## Collection entries:
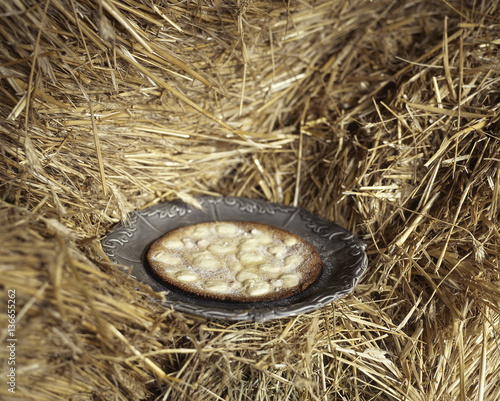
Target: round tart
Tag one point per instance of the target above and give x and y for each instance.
(235, 261)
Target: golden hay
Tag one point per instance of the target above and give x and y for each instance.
(381, 115)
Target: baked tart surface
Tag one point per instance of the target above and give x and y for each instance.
(235, 261)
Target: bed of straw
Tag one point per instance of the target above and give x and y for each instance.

## Description of the task:
Show a copy of each line from the records above in which the string "tart" occurs.

## Written response:
Target: round tart
Target: baked tart surface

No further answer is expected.